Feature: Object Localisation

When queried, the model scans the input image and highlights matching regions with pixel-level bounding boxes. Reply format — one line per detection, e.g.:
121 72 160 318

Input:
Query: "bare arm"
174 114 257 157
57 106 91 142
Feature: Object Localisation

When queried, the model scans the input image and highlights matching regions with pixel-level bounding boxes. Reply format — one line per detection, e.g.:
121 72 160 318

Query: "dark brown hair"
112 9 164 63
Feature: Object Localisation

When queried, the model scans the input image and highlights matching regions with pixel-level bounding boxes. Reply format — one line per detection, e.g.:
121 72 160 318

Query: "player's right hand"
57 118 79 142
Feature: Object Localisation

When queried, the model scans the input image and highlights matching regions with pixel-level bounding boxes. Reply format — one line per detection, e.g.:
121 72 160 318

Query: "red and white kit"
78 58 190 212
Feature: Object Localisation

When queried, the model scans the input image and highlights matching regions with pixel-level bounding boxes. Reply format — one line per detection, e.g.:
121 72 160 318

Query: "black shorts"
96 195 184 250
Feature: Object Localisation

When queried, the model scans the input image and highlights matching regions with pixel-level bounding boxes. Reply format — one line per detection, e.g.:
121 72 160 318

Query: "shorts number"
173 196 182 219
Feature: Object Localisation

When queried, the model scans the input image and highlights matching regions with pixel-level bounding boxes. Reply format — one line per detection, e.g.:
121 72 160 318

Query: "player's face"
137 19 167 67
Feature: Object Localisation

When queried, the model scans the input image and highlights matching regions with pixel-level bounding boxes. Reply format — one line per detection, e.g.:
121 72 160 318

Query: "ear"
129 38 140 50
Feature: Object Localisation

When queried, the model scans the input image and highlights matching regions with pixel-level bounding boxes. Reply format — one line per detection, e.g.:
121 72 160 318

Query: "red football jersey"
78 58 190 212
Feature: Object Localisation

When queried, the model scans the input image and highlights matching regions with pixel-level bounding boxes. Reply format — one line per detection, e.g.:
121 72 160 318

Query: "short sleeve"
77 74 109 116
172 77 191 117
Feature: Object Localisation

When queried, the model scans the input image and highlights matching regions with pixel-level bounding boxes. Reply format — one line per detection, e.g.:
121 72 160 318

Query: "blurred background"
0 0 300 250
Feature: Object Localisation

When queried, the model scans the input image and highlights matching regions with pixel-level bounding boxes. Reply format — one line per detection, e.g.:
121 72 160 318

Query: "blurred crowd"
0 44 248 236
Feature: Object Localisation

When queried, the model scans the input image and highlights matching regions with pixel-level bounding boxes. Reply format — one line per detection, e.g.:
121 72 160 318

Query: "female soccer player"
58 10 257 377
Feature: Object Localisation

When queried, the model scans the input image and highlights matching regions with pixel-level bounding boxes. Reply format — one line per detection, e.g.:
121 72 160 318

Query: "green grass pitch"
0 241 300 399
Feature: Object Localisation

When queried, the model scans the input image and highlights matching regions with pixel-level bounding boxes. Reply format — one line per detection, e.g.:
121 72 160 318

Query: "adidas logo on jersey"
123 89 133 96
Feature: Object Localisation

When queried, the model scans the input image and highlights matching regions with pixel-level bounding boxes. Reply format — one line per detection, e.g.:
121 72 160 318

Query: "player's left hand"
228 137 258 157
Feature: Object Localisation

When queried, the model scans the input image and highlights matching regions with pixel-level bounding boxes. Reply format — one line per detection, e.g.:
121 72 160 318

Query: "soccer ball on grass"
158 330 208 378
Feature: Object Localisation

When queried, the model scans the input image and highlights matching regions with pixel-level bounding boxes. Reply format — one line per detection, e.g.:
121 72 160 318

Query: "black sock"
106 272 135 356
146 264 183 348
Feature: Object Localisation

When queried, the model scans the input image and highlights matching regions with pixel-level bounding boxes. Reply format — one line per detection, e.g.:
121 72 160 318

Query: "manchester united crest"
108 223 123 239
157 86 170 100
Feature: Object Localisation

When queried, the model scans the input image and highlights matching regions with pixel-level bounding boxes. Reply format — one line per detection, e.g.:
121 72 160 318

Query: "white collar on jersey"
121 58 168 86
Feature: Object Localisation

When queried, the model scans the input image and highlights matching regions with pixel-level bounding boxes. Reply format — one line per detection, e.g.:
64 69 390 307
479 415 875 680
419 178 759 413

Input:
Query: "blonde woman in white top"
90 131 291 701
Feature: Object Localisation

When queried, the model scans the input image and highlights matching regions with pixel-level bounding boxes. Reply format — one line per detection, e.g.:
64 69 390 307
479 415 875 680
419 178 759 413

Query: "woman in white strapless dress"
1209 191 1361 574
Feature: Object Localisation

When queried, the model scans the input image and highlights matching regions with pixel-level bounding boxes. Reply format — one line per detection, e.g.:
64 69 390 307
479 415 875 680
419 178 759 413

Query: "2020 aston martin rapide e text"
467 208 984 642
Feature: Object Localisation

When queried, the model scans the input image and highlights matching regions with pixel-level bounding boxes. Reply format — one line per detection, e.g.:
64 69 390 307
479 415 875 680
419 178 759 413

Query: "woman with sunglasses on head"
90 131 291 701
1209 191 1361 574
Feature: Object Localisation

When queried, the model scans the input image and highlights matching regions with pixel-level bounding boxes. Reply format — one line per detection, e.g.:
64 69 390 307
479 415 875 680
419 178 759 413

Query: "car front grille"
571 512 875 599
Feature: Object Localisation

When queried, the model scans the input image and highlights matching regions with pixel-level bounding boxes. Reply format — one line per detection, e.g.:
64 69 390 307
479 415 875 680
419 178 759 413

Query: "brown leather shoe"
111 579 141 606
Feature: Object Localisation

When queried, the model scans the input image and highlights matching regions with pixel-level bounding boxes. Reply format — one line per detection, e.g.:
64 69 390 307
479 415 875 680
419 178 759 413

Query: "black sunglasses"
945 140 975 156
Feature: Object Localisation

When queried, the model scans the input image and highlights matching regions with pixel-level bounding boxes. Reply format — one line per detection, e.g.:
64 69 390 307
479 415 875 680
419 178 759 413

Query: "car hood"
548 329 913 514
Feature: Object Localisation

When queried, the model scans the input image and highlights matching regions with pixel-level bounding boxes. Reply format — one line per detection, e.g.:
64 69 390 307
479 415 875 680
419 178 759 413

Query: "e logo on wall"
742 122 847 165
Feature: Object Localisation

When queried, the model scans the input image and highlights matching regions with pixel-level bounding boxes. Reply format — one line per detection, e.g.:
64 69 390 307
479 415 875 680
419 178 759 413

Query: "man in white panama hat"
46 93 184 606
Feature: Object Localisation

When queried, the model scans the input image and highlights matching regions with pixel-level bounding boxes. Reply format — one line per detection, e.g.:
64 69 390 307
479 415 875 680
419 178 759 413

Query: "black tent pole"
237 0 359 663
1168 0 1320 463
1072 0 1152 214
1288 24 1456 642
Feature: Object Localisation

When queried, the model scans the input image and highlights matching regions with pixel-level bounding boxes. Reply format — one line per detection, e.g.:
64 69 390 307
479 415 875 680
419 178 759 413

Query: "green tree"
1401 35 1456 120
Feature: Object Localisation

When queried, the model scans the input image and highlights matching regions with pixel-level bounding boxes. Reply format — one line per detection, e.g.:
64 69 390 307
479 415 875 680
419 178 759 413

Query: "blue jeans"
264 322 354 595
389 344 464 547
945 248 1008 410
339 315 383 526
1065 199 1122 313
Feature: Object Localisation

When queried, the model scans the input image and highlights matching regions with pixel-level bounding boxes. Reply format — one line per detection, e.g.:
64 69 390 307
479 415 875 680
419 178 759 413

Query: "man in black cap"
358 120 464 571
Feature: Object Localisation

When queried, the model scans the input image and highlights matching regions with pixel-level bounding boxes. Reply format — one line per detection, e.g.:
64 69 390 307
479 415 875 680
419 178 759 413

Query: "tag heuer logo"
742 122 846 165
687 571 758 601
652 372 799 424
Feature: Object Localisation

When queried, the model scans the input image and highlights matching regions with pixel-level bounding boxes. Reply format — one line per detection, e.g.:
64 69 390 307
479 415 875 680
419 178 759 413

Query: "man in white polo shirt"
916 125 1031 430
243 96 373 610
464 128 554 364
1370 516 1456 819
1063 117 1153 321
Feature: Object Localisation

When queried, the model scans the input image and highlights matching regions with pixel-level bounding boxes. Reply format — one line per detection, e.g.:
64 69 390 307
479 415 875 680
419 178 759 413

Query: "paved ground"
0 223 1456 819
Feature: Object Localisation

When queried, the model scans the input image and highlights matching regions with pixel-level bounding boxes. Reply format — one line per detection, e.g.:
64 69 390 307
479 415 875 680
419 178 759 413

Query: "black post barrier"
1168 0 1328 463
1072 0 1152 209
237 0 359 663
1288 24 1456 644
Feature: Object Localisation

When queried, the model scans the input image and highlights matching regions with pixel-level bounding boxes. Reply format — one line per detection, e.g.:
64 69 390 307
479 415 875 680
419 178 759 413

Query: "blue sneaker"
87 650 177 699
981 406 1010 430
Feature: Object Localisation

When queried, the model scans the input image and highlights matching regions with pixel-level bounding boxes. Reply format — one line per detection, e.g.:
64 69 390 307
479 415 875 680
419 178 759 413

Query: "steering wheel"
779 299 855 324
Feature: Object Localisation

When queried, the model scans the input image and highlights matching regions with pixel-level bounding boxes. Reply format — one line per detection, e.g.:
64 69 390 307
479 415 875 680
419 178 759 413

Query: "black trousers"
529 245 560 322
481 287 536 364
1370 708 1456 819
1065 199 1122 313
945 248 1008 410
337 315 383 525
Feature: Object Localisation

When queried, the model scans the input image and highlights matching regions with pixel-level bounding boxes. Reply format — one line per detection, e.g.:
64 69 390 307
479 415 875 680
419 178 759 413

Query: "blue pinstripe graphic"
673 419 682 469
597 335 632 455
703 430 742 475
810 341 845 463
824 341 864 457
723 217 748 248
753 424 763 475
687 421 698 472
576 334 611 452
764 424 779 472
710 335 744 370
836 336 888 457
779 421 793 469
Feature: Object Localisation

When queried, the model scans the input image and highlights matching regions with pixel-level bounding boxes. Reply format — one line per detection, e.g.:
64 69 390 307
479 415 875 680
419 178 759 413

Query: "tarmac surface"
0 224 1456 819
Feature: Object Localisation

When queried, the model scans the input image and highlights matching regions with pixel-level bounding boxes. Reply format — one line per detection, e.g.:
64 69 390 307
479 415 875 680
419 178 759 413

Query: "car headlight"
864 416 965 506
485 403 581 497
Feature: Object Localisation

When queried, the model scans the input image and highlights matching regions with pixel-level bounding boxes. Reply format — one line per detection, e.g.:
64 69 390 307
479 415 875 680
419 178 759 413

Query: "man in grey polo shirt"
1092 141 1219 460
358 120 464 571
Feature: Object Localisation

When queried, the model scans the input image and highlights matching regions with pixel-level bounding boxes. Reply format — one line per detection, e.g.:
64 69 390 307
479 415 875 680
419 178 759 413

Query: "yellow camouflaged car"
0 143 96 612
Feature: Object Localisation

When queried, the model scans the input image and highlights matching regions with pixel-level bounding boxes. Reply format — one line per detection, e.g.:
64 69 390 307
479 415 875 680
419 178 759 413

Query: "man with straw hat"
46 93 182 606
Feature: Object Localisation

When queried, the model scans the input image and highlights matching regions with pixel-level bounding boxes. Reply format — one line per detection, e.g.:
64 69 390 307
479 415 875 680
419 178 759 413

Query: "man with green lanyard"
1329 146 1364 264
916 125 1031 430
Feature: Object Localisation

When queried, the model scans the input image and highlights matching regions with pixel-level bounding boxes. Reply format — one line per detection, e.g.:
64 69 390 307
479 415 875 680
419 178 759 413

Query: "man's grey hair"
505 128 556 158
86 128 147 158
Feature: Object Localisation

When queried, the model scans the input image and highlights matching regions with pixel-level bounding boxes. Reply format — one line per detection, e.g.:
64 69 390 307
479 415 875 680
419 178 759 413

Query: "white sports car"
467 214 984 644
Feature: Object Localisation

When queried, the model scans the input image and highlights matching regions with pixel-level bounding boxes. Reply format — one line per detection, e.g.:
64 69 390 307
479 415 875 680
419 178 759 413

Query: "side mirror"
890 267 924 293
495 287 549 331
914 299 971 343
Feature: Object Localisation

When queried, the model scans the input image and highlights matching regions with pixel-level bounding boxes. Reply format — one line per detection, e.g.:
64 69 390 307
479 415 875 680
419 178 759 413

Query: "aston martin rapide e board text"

○ ○ ○ ○ ○

- [Exercise instructions]:
Pull out every line in the rows above that contains the string "text", matching case exactly.

- [Reply]:
Query: "2020 aston martin rapide e text"
Query: "aston martin rapide e board text"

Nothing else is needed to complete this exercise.